### WORK ORDER
From the material below, return every line that includes "pillar".

### DATA IN THIS EXERCISE
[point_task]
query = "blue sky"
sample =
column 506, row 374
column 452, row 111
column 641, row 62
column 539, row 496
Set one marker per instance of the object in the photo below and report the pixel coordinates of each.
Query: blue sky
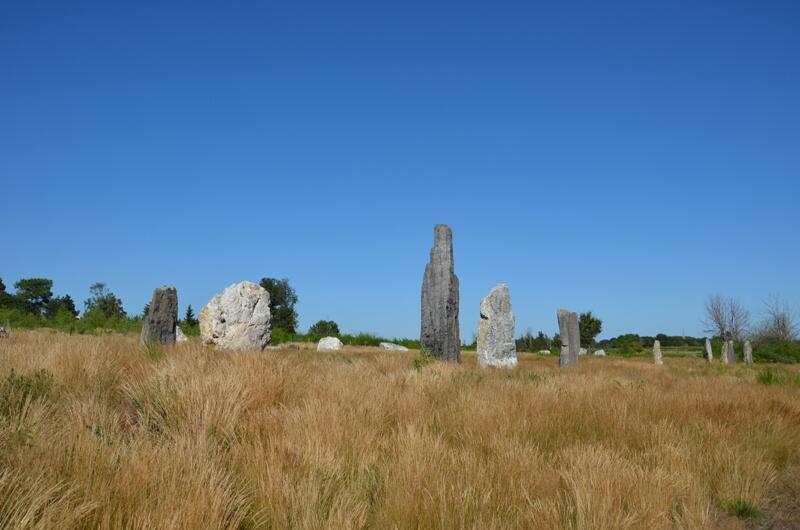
column 626, row 157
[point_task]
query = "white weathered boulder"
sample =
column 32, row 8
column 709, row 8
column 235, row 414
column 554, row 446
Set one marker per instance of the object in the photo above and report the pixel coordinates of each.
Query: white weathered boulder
column 496, row 344
column 237, row 319
column 657, row 358
column 392, row 346
column 329, row 343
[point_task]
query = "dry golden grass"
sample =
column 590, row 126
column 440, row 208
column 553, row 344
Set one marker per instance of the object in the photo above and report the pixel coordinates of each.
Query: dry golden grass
column 195, row 438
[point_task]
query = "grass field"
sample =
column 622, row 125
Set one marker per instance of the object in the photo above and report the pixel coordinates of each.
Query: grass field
column 100, row 432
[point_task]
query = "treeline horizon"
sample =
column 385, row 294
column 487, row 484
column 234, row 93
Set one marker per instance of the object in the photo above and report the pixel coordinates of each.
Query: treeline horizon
column 34, row 305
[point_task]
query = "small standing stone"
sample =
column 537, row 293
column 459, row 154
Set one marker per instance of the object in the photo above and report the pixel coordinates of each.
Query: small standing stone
column 569, row 335
column 392, row 346
column 329, row 344
column 162, row 317
column 439, row 334
column 657, row 353
column 496, row 344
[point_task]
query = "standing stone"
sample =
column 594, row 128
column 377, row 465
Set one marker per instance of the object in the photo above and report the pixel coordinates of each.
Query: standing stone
column 392, row 346
column 237, row 319
column 748, row 352
column 570, row 337
column 329, row 344
column 731, row 353
column 162, row 317
column 439, row 334
column 657, row 353
column 496, row 344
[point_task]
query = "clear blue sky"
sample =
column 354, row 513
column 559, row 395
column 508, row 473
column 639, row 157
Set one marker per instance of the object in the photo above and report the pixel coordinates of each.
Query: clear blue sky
column 626, row 157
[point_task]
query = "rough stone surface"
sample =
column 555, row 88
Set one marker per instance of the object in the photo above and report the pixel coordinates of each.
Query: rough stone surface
column 392, row 346
column 329, row 344
column 731, row 353
column 748, row 352
column 570, row 337
column 657, row 353
column 162, row 317
column 496, row 344
column 237, row 319
column 439, row 333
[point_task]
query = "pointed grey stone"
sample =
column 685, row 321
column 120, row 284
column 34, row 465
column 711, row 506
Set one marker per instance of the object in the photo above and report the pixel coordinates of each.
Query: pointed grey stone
column 570, row 337
column 238, row 318
column 439, row 333
column 748, row 352
column 496, row 344
column 731, row 353
column 657, row 353
column 162, row 317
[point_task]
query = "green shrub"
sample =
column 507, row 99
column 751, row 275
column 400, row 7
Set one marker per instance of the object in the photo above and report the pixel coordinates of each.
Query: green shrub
column 324, row 328
column 17, row 389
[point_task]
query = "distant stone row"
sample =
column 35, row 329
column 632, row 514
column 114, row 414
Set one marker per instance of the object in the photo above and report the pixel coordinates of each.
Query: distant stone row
column 239, row 319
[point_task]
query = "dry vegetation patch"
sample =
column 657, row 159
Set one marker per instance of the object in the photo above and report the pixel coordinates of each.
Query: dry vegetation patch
column 99, row 432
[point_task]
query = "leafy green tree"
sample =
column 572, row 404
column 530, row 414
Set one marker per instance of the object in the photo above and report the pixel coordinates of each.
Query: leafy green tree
column 190, row 319
column 61, row 304
column 34, row 293
column 282, row 299
column 590, row 327
column 324, row 328
column 104, row 302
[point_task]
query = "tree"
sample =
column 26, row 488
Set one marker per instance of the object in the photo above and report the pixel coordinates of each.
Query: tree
column 190, row 318
column 324, row 328
column 61, row 304
column 779, row 323
column 282, row 299
column 104, row 302
column 34, row 293
column 590, row 327
column 726, row 318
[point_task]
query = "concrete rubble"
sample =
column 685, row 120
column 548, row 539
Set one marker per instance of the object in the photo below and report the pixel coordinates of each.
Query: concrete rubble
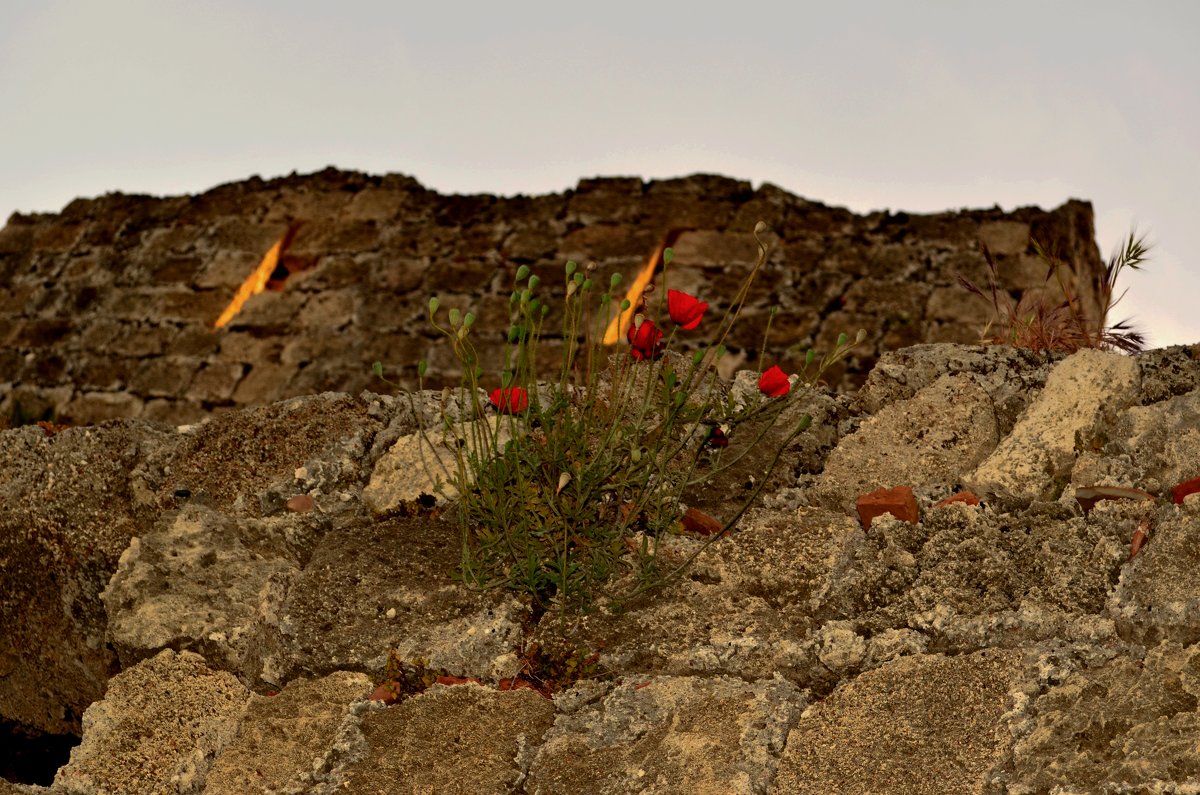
column 167, row 598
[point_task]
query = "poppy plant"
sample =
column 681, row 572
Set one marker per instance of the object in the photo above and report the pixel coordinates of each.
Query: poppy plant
column 774, row 383
column 685, row 310
column 646, row 340
column 510, row 399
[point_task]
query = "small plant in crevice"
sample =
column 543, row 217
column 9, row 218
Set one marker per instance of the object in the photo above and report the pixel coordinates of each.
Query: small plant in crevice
column 1042, row 326
column 567, row 485
column 543, row 671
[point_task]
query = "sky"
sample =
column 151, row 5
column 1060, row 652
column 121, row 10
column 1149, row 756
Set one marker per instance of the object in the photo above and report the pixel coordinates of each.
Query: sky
column 918, row 105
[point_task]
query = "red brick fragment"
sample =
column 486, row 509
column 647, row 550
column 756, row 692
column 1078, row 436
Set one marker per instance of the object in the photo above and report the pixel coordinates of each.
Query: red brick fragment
column 1139, row 539
column 300, row 503
column 1181, row 490
column 697, row 521
column 965, row 497
column 899, row 502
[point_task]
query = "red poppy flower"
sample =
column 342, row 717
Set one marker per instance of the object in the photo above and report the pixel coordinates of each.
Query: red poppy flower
column 685, row 310
column 646, row 341
column 774, row 383
column 510, row 399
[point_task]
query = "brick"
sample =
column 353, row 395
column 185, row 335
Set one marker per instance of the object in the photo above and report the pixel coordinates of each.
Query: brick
column 215, row 382
column 897, row 501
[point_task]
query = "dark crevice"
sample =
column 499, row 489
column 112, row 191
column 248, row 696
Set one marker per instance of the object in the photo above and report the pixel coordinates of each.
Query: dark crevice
column 31, row 757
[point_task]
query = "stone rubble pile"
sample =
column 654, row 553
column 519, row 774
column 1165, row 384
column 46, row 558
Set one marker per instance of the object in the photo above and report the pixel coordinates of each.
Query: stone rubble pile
column 108, row 308
column 165, row 601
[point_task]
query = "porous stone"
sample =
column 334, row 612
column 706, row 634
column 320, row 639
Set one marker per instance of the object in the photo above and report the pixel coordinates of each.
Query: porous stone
column 371, row 580
column 299, row 740
column 137, row 276
column 455, row 740
column 924, row 442
column 670, row 735
column 157, row 729
column 1080, row 393
column 199, row 581
column 919, row 724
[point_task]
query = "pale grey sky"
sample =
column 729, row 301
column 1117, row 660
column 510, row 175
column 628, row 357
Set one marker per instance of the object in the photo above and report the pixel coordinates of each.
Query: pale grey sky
column 919, row 106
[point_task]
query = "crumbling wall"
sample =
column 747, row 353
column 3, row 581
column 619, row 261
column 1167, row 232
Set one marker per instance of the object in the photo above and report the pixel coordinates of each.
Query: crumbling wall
column 108, row 308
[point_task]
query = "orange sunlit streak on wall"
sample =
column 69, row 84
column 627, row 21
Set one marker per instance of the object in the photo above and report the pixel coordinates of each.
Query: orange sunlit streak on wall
column 270, row 274
column 619, row 326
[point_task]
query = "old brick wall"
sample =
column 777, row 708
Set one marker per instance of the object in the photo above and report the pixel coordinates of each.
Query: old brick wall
column 107, row 309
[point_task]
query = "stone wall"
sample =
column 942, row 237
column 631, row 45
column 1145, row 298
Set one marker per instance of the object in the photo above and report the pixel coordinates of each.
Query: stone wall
column 109, row 306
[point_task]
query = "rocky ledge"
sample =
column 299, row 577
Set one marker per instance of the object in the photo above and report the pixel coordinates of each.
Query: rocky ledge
column 213, row 607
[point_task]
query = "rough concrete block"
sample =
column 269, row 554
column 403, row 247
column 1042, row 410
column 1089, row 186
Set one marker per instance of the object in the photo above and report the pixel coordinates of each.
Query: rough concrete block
column 157, row 729
column 877, row 733
column 925, row 441
column 298, row 740
column 665, row 734
column 1080, row 392
column 424, row 745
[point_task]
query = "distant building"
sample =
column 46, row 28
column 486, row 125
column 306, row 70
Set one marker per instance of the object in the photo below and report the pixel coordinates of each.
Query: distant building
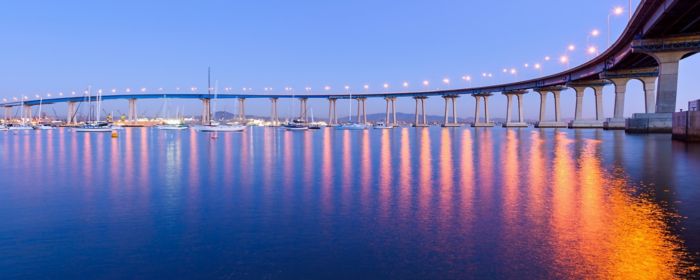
column 694, row 105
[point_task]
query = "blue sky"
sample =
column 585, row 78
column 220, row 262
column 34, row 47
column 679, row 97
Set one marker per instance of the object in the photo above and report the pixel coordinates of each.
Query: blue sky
column 52, row 46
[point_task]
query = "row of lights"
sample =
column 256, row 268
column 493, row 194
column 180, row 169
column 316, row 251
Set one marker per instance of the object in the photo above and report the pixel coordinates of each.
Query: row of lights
column 564, row 59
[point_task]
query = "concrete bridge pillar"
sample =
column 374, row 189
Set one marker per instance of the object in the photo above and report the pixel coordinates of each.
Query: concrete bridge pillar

### TASK ANSWER
query = "concrete bridge pillar"
Query: concrete bridge pillar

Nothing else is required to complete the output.